= AIM OF THE TASK =
The entries are to be repeated in full, without any change.

Natural-language object grounding data
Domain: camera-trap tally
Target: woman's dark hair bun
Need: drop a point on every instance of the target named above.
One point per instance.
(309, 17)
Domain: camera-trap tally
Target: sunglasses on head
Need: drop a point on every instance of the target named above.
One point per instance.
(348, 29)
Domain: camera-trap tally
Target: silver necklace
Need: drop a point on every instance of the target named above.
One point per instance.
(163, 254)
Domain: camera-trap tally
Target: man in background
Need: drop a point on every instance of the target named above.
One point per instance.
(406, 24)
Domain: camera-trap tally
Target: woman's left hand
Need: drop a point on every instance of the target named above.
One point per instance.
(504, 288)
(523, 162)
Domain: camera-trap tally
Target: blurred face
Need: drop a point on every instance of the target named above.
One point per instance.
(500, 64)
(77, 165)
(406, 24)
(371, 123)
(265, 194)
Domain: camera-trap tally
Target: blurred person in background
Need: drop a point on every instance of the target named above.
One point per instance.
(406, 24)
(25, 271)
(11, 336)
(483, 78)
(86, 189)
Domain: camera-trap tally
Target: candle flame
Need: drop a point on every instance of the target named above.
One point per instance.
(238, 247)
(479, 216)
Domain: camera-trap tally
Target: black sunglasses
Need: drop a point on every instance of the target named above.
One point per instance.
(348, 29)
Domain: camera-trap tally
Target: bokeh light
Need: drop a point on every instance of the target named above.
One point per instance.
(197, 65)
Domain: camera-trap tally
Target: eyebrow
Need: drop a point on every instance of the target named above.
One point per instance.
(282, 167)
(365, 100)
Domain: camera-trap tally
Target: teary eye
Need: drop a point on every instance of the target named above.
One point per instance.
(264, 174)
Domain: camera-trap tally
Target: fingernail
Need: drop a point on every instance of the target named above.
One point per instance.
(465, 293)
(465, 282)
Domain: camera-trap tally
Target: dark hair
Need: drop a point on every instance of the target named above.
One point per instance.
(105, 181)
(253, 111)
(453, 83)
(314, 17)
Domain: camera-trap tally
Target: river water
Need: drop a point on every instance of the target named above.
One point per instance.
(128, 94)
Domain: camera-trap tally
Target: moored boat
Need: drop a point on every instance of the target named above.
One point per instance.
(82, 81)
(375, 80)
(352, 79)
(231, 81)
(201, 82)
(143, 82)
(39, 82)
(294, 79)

= RESPONSE AREA =
Domain: camera-trap tally
Target: woman's dark hair bun
Need: drop a point on every instance of the target named above.
One point per instance.
(309, 17)
Domain: camera-trap tally
Target: sunglasses on head
Need: drop a point on every instance of the target named above.
One point per instance.
(348, 29)
Domain: camera-trap tally
Target: silver necklace
Need: drop a point on every instance of the target named above.
One point per instance.
(163, 254)
Domain: camera-trap tally
Target: man in background
Need: drop a point on every instance of the target named above.
One point per instance.
(406, 24)
Domain: camera-trap tally
Target: woman's left hand
Need: drop a point on every instance of the target named above.
One point per instance.
(504, 288)
(523, 162)
Domain: camera-trap tally
Target: blurred face
Need: drop a point on every instance of the target named above.
One point per instance.
(500, 64)
(77, 165)
(406, 24)
(371, 123)
(265, 194)
Domain: camera-trap tally
Target: blurred person in background
Need: drop a point on every instance of the target named above.
One point per instance.
(406, 24)
(25, 271)
(11, 336)
(483, 78)
(86, 189)
Domain: camera-trap tally
Target: candle flame
Need: drop a point on every instance of the target named above.
One point per instance.
(238, 247)
(479, 216)
Domain: camera-trap tally
Target: black sunglasses
Need: drop a point on every instance of the target named above.
One point per instance.
(348, 29)
Domain: camera-trap tally
Target: bokeh light
Need: drop a point on every instance of the target named above.
One point per instance.
(197, 65)
Domain: camera-trap tally
Target: eyebrow
Need: drop a point on every instance of the target named above.
One point per instance.
(282, 167)
(365, 100)
Domain: camera-trap tally
Target: teary eye
Need: drop a point on every instance of the target named above.
One point per instance.
(264, 174)
Domain: camera-trap tally
Target: fingernail
Need: drop a point on every instance of the target named above.
One point per instance.
(465, 293)
(465, 282)
Domain: camera-trap tally
Target: dark hair
Need: drop a point on every instance of the target named above.
One point per instance.
(105, 181)
(253, 111)
(453, 83)
(314, 17)
Domain: camera-trap tally
Target: river water
Need: drop a point on every instance of the target named above.
One point per instance.
(128, 94)
Domain: camera-trap tally
Target: moored boat
Need: drop a point on every instance of the target named above.
One point per instance.
(82, 81)
(375, 80)
(352, 79)
(231, 81)
(201, 82)
(143, 82)
(39, 82)
(294, 79)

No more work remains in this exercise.